** Start **

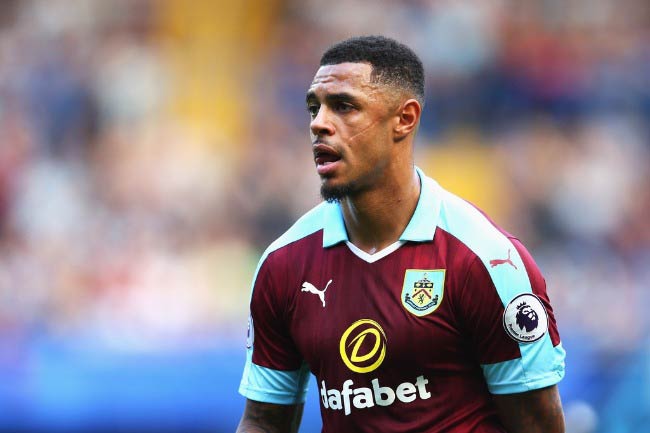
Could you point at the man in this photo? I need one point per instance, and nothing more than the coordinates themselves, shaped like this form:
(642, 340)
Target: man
(411, 308)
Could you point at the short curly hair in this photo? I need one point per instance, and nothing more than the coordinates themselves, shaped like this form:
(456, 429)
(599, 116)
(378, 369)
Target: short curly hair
(393, 63)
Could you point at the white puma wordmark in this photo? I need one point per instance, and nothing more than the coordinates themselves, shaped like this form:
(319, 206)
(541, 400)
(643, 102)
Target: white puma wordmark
(309, 287)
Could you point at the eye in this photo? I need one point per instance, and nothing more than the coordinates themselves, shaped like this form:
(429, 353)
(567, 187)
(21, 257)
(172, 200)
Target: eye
(343, 107)
(313, 110)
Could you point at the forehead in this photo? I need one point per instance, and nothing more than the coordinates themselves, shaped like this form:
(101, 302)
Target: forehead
(348, 77)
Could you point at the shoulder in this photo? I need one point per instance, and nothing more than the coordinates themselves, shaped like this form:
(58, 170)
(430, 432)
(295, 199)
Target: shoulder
(306, 226)
(503, 259)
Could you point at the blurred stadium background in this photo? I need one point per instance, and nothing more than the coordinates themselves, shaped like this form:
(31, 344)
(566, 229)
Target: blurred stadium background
(151, 149)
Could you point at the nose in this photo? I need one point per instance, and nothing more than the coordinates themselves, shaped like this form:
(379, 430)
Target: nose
(321, 124)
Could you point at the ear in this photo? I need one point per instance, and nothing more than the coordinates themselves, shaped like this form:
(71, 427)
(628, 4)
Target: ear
(407, 119)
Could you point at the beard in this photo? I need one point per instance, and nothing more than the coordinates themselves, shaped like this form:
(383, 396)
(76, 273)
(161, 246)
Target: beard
(334, 194)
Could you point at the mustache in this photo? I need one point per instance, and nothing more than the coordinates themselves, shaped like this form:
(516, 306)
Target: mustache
(322, 148)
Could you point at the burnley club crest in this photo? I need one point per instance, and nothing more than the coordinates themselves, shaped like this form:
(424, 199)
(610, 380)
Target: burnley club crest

** End **

Directions for this task: Copy out the records word for word, starting at the line that contains "Could you point at the ear" and continuing through the end of the records.

Response to the task:
Could you point at the ear in this photo? I need one point per instance, and nothing more than the coordinates themselves, shaped like this form:
(71, 427)
(628, 4)
Target: ear
(407, 119)
Could you point at the beard in this photo? I need one point per instance, and nothing more than the coordinates themselves, shaped like this form:
(383, 396)
(76, 273)
(161, 246)
Target: beard
(334, 194)
Could you point at the mustache in this photo? I need one point per instance, and nothing more than the coordinates themselves, shaped like this form:
(516, 306)
Target: mustache
(322, 148)
Could you point at the burnley club crest in this photo? I need one point per instance, and nothing more than the coordinates themselves, shaped like this form:
(424, 199)
(610, 380)
Target: burnley club crest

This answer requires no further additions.